┌──

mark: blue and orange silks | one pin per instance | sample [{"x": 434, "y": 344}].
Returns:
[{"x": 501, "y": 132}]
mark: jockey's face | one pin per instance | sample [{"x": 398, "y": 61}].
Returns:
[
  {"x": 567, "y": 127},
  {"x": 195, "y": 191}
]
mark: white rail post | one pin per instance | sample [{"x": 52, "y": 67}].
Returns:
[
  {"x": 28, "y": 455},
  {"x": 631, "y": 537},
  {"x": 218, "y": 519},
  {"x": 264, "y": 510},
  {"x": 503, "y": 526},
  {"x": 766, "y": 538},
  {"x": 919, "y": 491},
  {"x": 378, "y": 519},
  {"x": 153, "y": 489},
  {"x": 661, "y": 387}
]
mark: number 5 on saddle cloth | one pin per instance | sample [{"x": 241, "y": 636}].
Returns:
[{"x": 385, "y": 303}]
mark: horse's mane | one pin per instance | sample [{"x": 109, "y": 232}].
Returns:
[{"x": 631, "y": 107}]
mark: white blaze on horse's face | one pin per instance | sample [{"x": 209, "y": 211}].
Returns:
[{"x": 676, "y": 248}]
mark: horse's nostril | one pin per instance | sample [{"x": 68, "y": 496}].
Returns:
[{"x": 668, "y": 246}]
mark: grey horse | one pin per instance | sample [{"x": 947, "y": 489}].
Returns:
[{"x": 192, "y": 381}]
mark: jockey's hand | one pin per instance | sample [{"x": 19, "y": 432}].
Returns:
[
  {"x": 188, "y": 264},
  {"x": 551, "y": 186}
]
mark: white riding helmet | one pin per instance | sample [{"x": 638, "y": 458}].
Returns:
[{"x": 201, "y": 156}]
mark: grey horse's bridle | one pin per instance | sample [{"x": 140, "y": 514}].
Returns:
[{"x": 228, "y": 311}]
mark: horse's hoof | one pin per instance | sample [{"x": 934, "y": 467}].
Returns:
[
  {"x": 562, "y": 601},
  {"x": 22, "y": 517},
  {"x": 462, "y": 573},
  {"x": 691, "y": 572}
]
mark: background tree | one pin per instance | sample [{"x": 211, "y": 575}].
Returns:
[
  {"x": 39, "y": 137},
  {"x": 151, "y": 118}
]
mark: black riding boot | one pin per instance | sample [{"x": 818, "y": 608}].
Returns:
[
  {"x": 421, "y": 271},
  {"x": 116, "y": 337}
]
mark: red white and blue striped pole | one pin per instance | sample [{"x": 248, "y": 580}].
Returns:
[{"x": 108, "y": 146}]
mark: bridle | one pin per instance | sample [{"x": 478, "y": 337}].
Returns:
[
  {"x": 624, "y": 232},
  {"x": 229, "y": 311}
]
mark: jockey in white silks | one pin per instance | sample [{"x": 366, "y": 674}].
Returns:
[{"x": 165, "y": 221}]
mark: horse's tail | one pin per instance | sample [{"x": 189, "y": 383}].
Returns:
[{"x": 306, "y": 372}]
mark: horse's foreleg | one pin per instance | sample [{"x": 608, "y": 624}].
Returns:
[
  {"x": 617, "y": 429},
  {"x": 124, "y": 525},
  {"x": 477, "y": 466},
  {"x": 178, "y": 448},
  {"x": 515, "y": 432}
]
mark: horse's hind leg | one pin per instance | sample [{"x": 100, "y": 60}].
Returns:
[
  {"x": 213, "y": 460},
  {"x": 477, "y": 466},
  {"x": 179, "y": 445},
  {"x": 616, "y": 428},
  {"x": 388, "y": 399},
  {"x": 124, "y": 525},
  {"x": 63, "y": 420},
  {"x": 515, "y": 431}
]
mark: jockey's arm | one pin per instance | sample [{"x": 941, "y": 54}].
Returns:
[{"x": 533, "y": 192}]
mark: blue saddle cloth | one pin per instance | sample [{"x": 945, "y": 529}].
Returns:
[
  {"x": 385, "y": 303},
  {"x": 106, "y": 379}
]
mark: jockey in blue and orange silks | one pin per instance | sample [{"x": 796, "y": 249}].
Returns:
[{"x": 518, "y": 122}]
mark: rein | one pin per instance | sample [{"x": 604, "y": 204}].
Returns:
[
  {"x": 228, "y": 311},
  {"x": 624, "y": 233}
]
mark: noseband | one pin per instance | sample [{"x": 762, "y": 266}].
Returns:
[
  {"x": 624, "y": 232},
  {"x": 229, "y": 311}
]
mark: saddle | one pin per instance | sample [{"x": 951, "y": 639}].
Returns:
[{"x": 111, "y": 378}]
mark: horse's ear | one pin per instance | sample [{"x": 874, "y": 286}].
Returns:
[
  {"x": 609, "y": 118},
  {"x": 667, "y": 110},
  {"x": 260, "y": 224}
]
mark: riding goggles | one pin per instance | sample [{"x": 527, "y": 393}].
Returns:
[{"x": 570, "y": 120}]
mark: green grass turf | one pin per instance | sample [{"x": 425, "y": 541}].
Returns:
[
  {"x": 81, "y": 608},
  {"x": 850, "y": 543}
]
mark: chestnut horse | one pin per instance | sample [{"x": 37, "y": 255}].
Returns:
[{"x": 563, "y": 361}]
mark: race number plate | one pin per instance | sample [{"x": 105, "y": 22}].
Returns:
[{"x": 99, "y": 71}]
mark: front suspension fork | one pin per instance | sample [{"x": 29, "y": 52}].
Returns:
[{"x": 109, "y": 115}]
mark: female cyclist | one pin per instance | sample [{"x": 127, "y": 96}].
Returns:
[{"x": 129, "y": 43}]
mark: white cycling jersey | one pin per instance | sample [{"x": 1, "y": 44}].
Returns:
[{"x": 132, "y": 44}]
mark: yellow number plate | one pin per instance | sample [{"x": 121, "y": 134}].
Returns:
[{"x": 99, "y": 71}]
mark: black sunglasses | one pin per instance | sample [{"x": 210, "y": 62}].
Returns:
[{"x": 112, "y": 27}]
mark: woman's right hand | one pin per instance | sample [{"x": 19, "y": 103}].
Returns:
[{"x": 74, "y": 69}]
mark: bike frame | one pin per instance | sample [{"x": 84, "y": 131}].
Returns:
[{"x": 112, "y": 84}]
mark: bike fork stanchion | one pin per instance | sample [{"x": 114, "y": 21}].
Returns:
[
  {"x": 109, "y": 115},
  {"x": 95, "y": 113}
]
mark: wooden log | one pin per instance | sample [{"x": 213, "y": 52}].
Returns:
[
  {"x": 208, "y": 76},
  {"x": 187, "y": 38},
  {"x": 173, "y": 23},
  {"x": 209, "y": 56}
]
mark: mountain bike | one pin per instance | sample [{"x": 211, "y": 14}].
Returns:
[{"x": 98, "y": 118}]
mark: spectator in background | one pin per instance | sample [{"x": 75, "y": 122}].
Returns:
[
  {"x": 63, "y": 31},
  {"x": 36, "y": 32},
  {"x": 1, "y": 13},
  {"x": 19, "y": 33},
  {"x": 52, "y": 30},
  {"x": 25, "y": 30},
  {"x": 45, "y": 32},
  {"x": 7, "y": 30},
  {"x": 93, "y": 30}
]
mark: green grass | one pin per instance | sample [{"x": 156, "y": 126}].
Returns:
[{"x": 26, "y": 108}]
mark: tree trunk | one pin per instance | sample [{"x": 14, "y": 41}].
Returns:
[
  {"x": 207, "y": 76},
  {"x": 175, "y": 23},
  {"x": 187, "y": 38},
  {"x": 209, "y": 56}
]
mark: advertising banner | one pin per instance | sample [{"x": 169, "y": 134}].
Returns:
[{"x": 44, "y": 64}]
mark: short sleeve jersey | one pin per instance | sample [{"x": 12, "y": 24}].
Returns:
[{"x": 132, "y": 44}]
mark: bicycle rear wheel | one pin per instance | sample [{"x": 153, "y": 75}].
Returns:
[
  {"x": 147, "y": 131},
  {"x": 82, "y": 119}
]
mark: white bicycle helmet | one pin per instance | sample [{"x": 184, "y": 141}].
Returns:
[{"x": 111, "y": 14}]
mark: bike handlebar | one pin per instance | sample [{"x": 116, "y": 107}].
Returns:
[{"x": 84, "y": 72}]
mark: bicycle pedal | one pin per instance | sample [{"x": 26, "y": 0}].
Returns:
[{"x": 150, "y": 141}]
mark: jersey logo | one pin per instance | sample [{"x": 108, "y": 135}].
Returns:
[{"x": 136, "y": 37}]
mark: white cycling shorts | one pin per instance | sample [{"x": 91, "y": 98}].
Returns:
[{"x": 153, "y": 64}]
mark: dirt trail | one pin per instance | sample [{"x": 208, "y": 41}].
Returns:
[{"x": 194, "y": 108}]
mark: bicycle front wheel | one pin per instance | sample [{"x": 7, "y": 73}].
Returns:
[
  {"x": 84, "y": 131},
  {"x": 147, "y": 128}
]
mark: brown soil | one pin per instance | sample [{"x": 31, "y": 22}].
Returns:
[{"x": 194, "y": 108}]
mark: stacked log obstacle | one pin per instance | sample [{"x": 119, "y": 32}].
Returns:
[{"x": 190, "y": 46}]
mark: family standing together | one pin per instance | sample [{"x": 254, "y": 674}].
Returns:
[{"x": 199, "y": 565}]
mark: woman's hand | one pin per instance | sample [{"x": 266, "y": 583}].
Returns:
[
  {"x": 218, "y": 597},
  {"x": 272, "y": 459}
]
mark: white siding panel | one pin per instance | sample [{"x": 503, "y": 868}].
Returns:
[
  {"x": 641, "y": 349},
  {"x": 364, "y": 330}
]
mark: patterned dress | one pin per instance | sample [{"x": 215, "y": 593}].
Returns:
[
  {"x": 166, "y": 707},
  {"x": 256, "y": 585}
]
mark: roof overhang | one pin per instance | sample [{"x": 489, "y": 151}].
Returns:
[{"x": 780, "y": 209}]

└──

• [Instruction]
Begin with the line that contains "mark: green grass |" and set down each line exactly until the records above end, including the final line.

• [Task result]
mark: green grass | one pin per instance | sample [{"x": 156, "y": 126}].
Returns:
[{"x": 26, "y": 108}]
mark: tree trunk | one pin per instance | sample [{"x": 14, "y": 41}].
Returns:
[
  {"x": 207, "y": 76},
  {"x": 175, "y": 23},
  {"x": 187, "y": 38},
  {"x": 209, "y": 56}
]
mark: advertising banner | one pin per instance | sample [{"x": 169, "y": 134}].
Returns:
[{"x": 44, "y": 64}]
mark: short sleeve jersey | one pin per instance | sample [{"x": 12, "y": 24}].
Returns:
[{"x": 132, "y": 44}]
mark: bicycle rear wheel | one pin per instance | sample [{"x": 153, "y": 75}].
Returns:
[
  {"x": 147, "y": 131},
  {"x": 82, "y": 119}
]
mark: white bicycle helmet | one pin per instance | sample [{"x": 184, "y": 141}].
Returns:
[{"x": 111, "y": 14}]
mark: bike handlebar | one pin per instance | sample [{"x": 116, "y": 107}].
Returns:
[{"x": 84, "y": 72}]
mark: bicycle pedal | one pin per instance | sample [{"x": 26, "y": 0}].
Returns:
[{"x": 150, "y": 141}]
mark: jersey logo | one pin per instance | sample [{"x": 108, "y": 135}].
Returns:
[{"x": 136, "y": 37}]
mark: white cycling shorts | one pin per instance | sample [{"x": 91, "y": 98}].
Returns:
[{"x": 153, "y": 64}]
mark: dirt trail | one pin per instance | sample [{"x": 208, "y": 41}].
Returns:
[{"x": 194, "y": 108}]
mark: bicycle front wheel | one pin per instance | sample [{"x": 7, "y": 73}].
Returns:
[
  {"x": 84, "y": 131},
  {"x": 147, "y": 128}
]
mark: brown soil | one pin per instance | sample [{"x": 31, "y": 22}].
Returns:
[{"x": 194, "y": 108}]
mark: stacked log obstacle | one pin per instance | sample [{"x": 119, "y": 32}].
Returns:
[{"x": 190, "y": 46}]
mark: family standing together | one pin per instance | sample [{"x": 254, "y": 674}].
Returns:
[{"x": 199, "y": 565}]
mark: woman's hand | one pin per instance | sample [{"x": 266, "y": 583}].
Returns:
[
  {"x": 218, "y": 597},
  {"x": 272, "y": 459}
]
mark: white siding panel | one pin per instance | sample [{"x": 503, "y": 868}].
Returns:
[
  {"x": 641, "y": 349},
  {"x": 364, "y": 330}
]
mark: patterned dress | one pin per instance | sample [{"x": 215, "y": 593}].
Returns:
[
  {"x": 166, "y": 707},
  {"x": 256, "y": 585}
]
mark: roof overhang | one pin per instance | sample [{"x": 489, "y": 151}].
Returns:
[{"x": 780, "y": 209}]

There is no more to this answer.